## begin Listed records

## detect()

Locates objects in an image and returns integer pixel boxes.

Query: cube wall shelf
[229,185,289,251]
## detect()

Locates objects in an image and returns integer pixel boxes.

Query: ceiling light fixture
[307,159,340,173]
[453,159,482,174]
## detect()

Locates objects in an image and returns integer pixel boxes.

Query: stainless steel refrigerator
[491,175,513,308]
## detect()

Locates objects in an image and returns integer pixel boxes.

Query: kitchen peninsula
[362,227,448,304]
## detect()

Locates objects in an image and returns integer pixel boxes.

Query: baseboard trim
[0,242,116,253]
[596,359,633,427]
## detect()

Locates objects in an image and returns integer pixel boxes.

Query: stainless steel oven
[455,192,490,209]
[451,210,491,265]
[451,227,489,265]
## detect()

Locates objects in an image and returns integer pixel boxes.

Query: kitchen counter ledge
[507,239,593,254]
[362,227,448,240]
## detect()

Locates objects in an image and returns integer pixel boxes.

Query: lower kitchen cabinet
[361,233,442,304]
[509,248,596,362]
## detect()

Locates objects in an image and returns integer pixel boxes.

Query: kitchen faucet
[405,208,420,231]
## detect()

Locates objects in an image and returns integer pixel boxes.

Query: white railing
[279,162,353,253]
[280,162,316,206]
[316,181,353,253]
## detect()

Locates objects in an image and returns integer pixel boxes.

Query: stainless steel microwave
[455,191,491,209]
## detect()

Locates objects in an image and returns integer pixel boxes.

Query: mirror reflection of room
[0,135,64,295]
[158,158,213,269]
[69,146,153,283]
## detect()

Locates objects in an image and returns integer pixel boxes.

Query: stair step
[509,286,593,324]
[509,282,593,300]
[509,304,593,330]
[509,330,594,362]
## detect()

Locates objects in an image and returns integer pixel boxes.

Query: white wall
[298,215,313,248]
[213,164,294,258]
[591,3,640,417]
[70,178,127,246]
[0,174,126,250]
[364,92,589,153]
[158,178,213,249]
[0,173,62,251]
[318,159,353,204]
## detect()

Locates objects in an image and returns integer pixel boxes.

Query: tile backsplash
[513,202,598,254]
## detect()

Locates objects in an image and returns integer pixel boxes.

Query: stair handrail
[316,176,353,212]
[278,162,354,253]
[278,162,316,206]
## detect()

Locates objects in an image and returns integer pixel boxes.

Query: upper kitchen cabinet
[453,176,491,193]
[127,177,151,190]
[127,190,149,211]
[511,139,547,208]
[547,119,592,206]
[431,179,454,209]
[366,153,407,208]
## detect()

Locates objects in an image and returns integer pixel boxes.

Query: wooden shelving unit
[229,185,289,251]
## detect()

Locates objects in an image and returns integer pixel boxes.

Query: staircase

## end Listed records

Your objective:
Render each nonblank line of the data above as a JSON array of strings, one string per line and omitting blank lines.

Final result:
[
  "## detect()",
  "Locates objects in an image and returns integer pixel boxes.",
  "Query: cube wall shelf",
  "[229,185,289,251]",
  "## detect()",
  "Locates objects in an image and returns integer pixel boxes.",
  "Query: ceiling light fixture",
  "[307,159,340,173]",
  "[453,159,482,174]",
  "## detect()",
  "Locates objects in an image and returns integer pixel boxes.",
  "Query: stainless steel refrigerator",
  "[491,175,513,308]",
  "## detect()",
  "Locates objects in an image and returns integer pixel boxes.",
  "Query: kitchen peninsula",
  "[362,227,448,304]",
  "## detect()",
  "Locates objects in an image and returns integer pixel boxes.",
  "Query: baseboard trim",
  "[0,242,116,253]",
  "[596,359,633,427]",
  "## detect()",
  "Locates objects in an image and returns integer pixel boxes.",
  "Query: stainless steel oven",
  "[455,192,490,209]",
  "[451,210,491,265]",
  "[451,227,489,265]",
  "## detect()",
  "Locates objects in an image and returns integer pixel boxes.",
  "Query: kitchen counter ledge",
  "[507,239,593,254]",
  "[362,227,448,240]",
  "## detect()",
  "Locates objects in an image and returns integer pixel boxes.",
  "Query: lower kitchen cabinet",
  "[361,233,442,304]",
  "[509,248,596,362]",
  "## detect()",
  "Locates objects in an image and returns integer pixel boxes.",
  "Query: kitchen faucet",
  "[405,208,420,231]",
  "## detect()",
  "Locates objects in an image and returns integer pixel boxes.",
  "Query: white railing",
  "[279,162,353,253]",
  "[280,162,316,206]",
  "[316,181,353,253]",
  "## detect()",
  "Locates objects in an image and returns integer pixel boxes.",
  "Query: stainless steel microwave",
  "[455,191,491,209]",
  "## detect()",
  "Locates objects in an image and returns integer pixel boxes.",
  "Query: mirror reflection of room",
  "[0,135,64,295]",
  "[158,158,213,269]",
  "[69,146,153,283]",
  "## detect()",
  "Locates objects in an image and returns integer pixel boxes.",
  "Query: stair step",
  "[509,286,593,324]",
  "[509,282,593,300]",
  "[509,304,593,330]",
  "[509,330,594,362]",
  "## detect()",
  "Locates objects in an image and returns integer pixel boxes.",
  "Query: white wall",
  "[298,215,313,248]",
  "[213,164,294,258]",
  "[591,3,640,417]",
  "[70,178,127,246]",
  "[0,174,126,250]",
  "[364,92,589,153]",
  "[158,178,213,249]",
  "[0,173,62,251]",
  "[318,159,353,204]",
  "## detect()",
  "Locates objects in an image and returns integer pixel boxes.",
  "Query: tile backsplash",
  "[513,202,598,254]",
  "## detect()",
  "Locates objects in an image and returns integer pixel boxes.",
  "Query: stair handrail",
  "[316,176,353,212]",
  "[278,162,354,253]",
  "[278,162,316,206]",
  "## detect()",
  "Locates objects in an image and returns integer pixel boxes.",
  "Query: upper kitchen cabinet",
  "[453,176,491,193]",
  "[127,177,151,190]",
  "[127,190,149,211]",
  "[511,139,547,208]",
  "[547,119,592,206]",
  "[431,179,454,209]",
  "[366,153,407,208]",
  "## detect()",
  "Locates objects in an image and returns integer pixel boxes.",
  "Query: wooden shelving unit",
  "[229,185,289,251]",
  "## detect()",
  "Locates objects in an image and returns integer pixel boxes.",
  "Query: staircase"
]